— Texto de lectura —

:::::

El advenimiento del coronavirus ha traído consigo la consabida sarta de teorías de la conspiración que siempre acompaña a toda nueva enfermedad. Ya sucedió con el VIH, con el SARS (aquel año de 2003 algún experto en la CNN se atrevió a contemplar que podría tratarse de un ataque terrorista), la gripe aviar y la porcina. La realidad, claro, se empeña en ser más prosaica. Todavía no sabemos a ciencia cierta de dónde llegó el coronavirus, pero lo aproximaremos con precisión asombrosa. También seremos capaces de reconstruir con detalle la cadena de contagio. Con el SARS, por ejemplo, llegamos a identificar a un “supertransmisor” en Hong Kong, que contagió a 329 vecinos a través del sistema de ventilación en las altas y densas torres de apartamentos contiguas a la suya.

“A ciencia cierta”. Pocas veces una expresión es tan apropiada. El progreso apoyado en el denodado trabajo de científicos, médicos, personal sanitario y asistentes de investigación (el saber se construye a hombros de becarios) nos permite trazar lo invisible, organizando el caos. Y, sin embargo, a veces nos empeñamos en escoger la narrativa opuesta: la que nos sugiere una catástrofe movida por hilos invisibles.

Estas teorías nacen de distintas fuentes ideológicas pero todas confluyen en un ataque contra la globalización, en un repliegue para “tomar el control” de nuestro destino, como si ello fuese a resolver las epidemias sin coste alguno. Pero los mismos factores que favorecen la transmisión de enfermedades fomentan el surgimiento de nuevas ideas. El crítico musical Ted Gioia explica que el jazz, una música tan genial como improbable, evolucionó gracias a un contexto epidemiológico óptimo: mucha gente junta en un espacio estrechamente poblado que obliga a la mezcla, favoreciendo una cultura del encuentro.

o mismo cabe decir de la ciencia: el mundo se ha hecho pequeño para los virus, pero también para el conocimiento.

Por ello debemos recordar lo positivo de la integración. Y sobre todo tenemos que recordárselo a los líderes de opinión y a los políticos que caigan en la tentación de la catástrofe conspiranoica. La mejor receta contra el coronavirus está en el voto a favor de que aquellos dispuestos a seguir construyendo progreso más allá de las fronteras (científicos, médicos, personal sanitario y asistentes de investigación) puedan seguir haciéndolo con los mejores medios posibles.

:::::

— Material extraído —
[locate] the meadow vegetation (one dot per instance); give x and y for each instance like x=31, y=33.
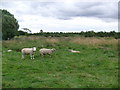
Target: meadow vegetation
x=96, y=66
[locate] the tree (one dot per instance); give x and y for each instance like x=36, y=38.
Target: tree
x=41, y=31
x=9, y=25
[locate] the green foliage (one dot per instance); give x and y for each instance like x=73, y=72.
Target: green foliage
x=94, y=67
x=114, y=34
x=9, y=25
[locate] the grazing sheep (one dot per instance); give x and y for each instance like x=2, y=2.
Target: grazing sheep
x=28, y=51
x=73, y=51
x=44, y=51
x=9, y=50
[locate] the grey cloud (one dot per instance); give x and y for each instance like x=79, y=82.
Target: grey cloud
x=104, y=10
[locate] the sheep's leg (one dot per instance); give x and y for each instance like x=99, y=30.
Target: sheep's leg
x=31, y=56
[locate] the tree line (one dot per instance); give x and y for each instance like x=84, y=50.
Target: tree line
x=73, y=34
x=10, y=28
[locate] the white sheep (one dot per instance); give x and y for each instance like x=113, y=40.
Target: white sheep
x=28, y=51
x=9, y=50
x=44, y=51
x=73, y=51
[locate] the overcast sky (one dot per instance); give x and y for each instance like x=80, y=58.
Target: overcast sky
x=64, y=15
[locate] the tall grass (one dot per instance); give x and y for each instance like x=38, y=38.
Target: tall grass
x=96, y=66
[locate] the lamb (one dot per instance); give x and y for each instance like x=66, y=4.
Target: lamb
x=28, y=51
x=44, y=51
x=73, y=51
x=9, y=50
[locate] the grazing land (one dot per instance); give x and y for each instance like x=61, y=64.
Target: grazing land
x=96, y=66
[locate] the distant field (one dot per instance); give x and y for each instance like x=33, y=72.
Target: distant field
x=96, y=66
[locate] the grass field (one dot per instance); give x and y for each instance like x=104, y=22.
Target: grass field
x=96, y=66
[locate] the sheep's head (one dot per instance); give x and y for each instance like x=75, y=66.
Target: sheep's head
x=34, y=48
x=53, y=49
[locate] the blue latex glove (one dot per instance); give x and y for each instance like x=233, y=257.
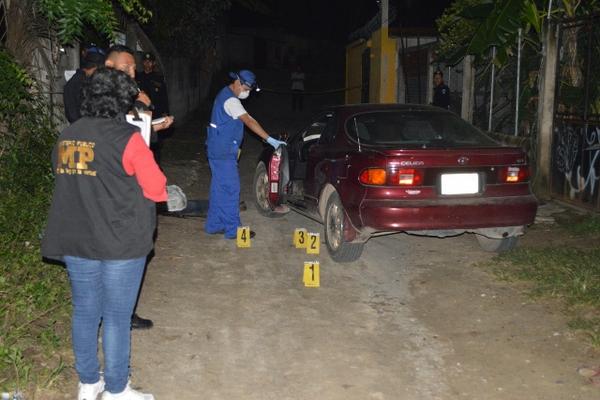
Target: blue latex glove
x=275, y=143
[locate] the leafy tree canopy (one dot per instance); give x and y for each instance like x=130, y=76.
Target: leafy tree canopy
x=472, y=27
x=70, y=17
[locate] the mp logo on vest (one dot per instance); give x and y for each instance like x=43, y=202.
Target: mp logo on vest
x=74, y=157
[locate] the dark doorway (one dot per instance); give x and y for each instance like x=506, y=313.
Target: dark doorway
x=366, y=75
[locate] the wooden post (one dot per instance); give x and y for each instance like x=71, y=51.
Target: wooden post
x=546, y=112
x=468, y=95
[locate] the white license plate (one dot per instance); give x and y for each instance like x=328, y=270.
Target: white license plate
x=460, y=183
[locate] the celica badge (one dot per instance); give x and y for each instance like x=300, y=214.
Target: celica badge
x=463, y=160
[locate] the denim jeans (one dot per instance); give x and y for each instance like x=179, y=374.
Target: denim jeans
x=103, y=291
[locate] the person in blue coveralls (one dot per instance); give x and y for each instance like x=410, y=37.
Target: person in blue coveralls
x=224, y=136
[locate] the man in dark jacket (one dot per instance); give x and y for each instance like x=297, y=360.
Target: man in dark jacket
x=152, y=83
x=93, y=58
x=441, y=92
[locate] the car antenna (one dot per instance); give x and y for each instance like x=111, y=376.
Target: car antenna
x=357, y=134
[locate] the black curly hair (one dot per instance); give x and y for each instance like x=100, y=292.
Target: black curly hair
x=108, y=94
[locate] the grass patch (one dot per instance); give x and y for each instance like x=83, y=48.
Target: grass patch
x=589, y=225
x=34, y=297
x=572, y=275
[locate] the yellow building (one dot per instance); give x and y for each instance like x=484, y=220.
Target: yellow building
x=389, y=65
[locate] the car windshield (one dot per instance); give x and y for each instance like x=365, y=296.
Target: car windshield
x=415, y=129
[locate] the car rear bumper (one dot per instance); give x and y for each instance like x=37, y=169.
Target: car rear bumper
x=450, y=214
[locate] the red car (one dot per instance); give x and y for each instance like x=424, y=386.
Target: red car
x=371, y=169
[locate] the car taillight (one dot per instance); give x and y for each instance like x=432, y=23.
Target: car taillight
x=373, y=176
x=393, y=177
x=514, y=174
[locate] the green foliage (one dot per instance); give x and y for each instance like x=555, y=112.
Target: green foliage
x=456, y=26
x=588, y=226
x=69, y=17
x=472, y=27
x=33, y=295
x=185, y=27
x=565, y=273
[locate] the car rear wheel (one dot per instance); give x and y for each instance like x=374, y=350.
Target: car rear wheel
x=497, y=245
x=335, y=219
x=261, y=192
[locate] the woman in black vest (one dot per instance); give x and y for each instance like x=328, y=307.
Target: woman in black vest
x=101, y=223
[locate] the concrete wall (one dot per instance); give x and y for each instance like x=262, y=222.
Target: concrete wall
x=354, y=53
x=184, y=85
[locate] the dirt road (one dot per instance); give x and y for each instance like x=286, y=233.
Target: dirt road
x=414, y=318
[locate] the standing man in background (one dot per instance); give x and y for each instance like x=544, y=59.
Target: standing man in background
x=441, y=92
x=297, y=88
x=72, y=92
x=153, y=84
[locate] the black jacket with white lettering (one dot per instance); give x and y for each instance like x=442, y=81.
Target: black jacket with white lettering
x=98, y=211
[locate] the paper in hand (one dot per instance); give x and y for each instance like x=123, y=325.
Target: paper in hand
x=142, y=121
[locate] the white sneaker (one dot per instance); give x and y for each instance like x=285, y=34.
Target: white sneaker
x=90, y=391
x=127, y=394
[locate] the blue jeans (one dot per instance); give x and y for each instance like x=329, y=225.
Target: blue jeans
x=103, y=291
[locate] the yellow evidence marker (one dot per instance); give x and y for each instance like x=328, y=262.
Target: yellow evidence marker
x=243, y=237
x=311, y=274
x=314, y=243
x=300, y=238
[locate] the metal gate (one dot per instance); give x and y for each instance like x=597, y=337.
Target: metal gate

:::::

— Lo que debe hacer —
(a) Responda estas preguntas sobre el artículo acerca de las teorías de la conspiración:
(i) ¿A cuántos vecinos contagió el "supertransmisor" identificado en Hong Kong durante el SARS?
(ii) ¿Qué crítico musical explica que el jazz evolucionó gracias a un contexto epidemiológico óptimo?
(iii) ¿En qué confluyen todas las teorías, aunque nazcan de distintas fuentes ideológicas?
(b) Copie sin cambios el pasaje del artículo acerca de las teorías de la conspiración que va desde "Estas teorías nacen" hasta "cultura del encuentro.".

— Respuestas —
(a)
(i) A 329 vecinos.
(ii) Ted Gioia.
(iii) En un ataque contra la globalización.

(b)
Estas teorías nacen de distintas fuentes ideológicas pero todas confluyen en un ataque contra la globalización, en un repliegue para “tomar el control” de nuestro destino, como si ello fuese a resolver las epidemias sin coste alguno. Pero los mismos factores que favorecen la transmisión de enfermedades fomentan el surgimiento de nuevas ideas. El crítico musical Ted Gioia explica que el jazz, una música tan genial como improbable, evolucionó gracias a un contexto epidemiológico óptimo: mucha gente junta en un espacio estrechamente poblado que obliga a la mezcla, favoreciendo una cultura del encuentro.